### EXTRACT PROVIDED:
Segment Open

It is late and I wish I could convey my joy and pride in reading this.

All I can say is HAIL!

 

Keep painting. Keep playing. Keep living. I know I recently got into tattoo culture for the same exact reason. I dont know if this ink on my skin will save me, but it does provide the reminders I need to get through the worse of it.

 

-DR

Inspiring stuff brother. I can attest that painting my dudes has indeed got me through some rough times too. It is meditative, therapeutic, and even developmental.

 

The focus it takes to tell yourself "Okay. I'll sit down and just do those pesky metal parts tonight." can be applied to lots of areas of life. As someone who often struggles with procrastination, it's not too big of a jump to start saying "Okay, I'll just do that one basket of laundry." or "Okay, I'll just do another page in that assignment." It's a valuable mindset and skill to call upon.

 

A long way to go for me still, but progress is always positive.

Thank you all for the kind notes. Just wanted to share my thoughts and help anyone else who might find themselves in a tight spot. And of course as much as it seemed like things were rough for me, I also don't lose perspective of the fact that I had it easy compared to a lot of people on the planet...don't want to come off too much as "woe is me."

Inspiring story of daily defiance! You 're so strong brother! Keep walking tall!

Segment Closed

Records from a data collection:
Segment Open

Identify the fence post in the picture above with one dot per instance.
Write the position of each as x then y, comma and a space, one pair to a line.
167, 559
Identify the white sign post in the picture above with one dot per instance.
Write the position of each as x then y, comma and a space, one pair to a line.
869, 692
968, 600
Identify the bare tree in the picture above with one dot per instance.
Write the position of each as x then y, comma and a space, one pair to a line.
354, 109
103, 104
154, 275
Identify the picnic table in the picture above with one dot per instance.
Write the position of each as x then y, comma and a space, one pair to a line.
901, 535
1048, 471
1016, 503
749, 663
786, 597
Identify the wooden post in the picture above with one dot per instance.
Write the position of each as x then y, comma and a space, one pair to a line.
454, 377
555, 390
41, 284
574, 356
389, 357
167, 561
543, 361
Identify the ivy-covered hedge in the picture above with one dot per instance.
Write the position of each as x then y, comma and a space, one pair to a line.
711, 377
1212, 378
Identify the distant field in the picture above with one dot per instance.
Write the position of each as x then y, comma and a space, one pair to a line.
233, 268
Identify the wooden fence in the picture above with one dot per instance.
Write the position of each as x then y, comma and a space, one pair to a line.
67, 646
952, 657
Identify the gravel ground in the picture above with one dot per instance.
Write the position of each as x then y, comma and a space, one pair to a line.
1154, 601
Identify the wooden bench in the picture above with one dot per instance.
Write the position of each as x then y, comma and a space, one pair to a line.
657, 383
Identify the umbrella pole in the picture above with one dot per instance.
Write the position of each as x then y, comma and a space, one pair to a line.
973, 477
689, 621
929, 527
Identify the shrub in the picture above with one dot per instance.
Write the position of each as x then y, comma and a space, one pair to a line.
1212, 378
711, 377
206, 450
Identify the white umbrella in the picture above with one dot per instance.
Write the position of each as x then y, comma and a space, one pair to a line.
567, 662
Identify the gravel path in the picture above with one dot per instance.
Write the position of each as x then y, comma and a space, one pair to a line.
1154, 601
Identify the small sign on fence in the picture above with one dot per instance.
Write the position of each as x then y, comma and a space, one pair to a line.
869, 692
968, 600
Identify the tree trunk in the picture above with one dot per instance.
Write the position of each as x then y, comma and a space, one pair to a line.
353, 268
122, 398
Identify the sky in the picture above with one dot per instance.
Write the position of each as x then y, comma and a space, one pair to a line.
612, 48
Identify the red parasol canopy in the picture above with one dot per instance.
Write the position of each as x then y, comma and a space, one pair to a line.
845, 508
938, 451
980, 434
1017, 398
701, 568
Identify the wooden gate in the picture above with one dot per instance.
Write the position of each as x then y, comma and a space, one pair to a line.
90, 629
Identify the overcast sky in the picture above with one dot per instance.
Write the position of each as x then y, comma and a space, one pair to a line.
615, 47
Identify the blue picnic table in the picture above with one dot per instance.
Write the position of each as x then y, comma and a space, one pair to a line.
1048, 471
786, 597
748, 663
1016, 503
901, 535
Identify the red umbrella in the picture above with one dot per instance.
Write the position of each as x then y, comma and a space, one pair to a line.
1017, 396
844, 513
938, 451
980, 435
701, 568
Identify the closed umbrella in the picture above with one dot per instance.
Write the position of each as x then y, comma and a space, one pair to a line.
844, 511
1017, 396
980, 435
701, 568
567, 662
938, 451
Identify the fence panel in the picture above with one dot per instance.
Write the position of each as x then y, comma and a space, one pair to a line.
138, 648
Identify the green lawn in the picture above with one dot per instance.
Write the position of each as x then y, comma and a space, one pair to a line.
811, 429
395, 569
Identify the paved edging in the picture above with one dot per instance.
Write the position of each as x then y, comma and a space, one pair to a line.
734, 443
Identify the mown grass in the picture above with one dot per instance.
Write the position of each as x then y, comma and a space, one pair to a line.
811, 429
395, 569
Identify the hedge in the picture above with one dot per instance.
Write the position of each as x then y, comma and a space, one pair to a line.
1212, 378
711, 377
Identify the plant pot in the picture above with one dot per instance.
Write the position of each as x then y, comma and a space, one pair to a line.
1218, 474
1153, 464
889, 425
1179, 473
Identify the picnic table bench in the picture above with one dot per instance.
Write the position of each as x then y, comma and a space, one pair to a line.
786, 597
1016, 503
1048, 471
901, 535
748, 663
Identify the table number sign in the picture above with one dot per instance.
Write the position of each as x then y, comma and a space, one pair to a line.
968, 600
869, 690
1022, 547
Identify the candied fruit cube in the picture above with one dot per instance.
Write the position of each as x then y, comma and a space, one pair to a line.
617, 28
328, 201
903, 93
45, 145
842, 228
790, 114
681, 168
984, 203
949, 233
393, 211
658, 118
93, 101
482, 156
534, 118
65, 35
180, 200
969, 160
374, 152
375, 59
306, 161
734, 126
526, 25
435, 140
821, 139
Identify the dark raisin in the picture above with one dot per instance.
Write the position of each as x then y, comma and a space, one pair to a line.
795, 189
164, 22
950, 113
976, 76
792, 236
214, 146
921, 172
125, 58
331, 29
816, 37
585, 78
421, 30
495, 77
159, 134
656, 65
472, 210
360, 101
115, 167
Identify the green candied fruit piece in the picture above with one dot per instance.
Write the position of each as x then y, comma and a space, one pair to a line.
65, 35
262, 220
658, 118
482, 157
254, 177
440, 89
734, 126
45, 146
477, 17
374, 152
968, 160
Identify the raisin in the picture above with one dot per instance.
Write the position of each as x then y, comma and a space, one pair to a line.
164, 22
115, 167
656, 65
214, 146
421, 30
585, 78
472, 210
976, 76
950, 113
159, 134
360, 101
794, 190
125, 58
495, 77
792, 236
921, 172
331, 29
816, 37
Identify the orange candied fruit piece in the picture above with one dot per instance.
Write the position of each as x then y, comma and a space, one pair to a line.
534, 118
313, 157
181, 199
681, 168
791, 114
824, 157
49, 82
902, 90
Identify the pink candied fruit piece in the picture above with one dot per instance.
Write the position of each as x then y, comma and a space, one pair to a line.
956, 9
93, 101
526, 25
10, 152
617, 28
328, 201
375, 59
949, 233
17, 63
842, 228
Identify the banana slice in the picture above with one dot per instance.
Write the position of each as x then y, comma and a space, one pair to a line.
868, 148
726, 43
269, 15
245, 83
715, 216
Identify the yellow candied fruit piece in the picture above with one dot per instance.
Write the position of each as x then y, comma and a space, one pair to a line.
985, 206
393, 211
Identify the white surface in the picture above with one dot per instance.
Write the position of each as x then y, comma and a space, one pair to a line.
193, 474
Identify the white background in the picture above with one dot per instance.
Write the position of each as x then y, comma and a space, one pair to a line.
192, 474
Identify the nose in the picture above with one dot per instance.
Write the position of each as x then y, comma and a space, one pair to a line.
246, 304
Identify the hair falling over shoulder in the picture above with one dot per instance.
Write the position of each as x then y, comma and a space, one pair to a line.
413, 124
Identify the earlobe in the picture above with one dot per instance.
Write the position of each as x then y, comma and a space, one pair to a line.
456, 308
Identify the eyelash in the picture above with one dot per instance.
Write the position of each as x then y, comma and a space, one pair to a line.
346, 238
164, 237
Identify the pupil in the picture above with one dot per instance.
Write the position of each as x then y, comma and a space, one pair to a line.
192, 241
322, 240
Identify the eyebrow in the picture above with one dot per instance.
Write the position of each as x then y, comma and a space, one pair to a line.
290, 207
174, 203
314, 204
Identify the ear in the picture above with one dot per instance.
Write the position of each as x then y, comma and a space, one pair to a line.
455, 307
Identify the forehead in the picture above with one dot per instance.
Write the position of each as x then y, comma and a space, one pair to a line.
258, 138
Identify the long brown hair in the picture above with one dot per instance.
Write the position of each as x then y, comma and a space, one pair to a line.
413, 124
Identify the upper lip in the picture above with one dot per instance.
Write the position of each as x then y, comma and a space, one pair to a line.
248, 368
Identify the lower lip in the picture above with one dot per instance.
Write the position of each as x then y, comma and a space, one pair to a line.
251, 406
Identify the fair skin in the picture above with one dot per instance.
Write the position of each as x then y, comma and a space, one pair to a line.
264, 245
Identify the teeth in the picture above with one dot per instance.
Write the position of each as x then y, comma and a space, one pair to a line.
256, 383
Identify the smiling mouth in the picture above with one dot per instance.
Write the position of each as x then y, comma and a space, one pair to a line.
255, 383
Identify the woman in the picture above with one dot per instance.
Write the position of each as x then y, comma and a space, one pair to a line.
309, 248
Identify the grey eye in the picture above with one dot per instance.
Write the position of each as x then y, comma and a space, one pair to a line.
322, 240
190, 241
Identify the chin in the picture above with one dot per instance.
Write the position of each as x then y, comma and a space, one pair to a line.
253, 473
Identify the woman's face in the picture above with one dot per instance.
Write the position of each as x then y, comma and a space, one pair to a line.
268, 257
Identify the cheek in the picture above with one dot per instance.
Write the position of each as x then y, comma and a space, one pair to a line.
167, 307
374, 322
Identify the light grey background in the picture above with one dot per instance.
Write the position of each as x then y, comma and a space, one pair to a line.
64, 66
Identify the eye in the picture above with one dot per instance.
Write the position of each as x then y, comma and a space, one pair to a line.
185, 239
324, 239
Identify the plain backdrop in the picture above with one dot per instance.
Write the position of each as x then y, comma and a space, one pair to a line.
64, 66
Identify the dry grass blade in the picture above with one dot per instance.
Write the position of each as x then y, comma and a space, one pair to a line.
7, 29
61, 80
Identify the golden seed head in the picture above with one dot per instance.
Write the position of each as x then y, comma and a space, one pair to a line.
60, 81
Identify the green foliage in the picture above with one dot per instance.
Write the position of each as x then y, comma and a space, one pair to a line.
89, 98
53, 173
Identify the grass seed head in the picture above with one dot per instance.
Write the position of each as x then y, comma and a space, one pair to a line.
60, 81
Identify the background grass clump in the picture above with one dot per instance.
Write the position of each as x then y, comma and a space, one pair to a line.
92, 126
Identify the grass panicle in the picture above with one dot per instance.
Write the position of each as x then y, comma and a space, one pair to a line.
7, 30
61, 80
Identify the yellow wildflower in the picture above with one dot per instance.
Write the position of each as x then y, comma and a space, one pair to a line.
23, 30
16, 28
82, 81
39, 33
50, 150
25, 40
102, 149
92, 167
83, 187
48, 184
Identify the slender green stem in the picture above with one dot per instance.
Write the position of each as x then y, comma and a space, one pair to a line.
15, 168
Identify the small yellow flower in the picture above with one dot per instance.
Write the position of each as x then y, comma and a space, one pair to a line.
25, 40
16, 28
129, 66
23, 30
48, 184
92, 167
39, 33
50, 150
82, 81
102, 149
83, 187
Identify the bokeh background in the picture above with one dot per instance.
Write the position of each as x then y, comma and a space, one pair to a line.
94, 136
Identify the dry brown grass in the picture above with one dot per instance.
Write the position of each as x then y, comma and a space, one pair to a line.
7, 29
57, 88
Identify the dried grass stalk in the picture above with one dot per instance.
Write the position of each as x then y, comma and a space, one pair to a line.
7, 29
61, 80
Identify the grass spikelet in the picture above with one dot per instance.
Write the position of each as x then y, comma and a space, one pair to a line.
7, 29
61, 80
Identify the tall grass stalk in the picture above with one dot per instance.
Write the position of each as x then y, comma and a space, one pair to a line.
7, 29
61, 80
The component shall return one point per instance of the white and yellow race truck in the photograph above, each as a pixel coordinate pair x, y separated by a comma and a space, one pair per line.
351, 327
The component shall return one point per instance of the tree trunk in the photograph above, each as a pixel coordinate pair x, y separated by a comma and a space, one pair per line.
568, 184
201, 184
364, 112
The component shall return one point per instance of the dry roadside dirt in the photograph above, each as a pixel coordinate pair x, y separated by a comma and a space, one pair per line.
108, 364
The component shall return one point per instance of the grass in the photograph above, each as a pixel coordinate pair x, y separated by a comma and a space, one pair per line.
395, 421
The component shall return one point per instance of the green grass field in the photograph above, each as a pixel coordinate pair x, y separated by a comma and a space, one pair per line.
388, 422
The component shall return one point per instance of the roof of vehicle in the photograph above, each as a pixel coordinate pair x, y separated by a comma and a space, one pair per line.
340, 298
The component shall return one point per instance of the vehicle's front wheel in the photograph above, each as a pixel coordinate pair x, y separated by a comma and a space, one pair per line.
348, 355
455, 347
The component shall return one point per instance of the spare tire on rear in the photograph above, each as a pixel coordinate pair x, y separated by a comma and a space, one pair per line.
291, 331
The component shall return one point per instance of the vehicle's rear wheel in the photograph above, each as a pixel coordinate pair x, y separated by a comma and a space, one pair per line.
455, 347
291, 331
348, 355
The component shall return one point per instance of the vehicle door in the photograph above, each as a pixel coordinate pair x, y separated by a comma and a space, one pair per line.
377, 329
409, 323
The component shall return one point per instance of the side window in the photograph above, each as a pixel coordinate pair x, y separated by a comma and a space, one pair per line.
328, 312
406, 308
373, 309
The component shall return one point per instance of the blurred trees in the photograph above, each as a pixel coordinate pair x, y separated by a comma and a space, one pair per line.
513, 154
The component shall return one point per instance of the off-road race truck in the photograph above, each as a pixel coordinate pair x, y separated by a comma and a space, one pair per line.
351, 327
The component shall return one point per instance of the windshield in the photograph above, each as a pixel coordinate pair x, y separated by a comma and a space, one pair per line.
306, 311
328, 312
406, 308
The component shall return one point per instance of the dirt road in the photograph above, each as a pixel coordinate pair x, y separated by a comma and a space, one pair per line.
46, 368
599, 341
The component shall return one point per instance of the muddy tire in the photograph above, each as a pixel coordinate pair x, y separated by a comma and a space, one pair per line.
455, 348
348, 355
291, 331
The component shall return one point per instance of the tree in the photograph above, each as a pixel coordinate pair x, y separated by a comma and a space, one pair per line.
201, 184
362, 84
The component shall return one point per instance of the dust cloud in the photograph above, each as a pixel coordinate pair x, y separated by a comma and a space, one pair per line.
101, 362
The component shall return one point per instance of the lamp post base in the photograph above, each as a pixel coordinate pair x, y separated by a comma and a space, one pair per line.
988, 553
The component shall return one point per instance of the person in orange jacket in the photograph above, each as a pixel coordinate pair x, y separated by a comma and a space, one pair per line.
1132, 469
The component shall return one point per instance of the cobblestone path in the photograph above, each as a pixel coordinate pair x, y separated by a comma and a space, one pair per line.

Segment Closed

### WORK ITEM:
In the forum comments, what three words does one commenter use to describe painting? Please answer in a few words.

### ANSWER BOX:
Meditative, therapeutic, and developmental.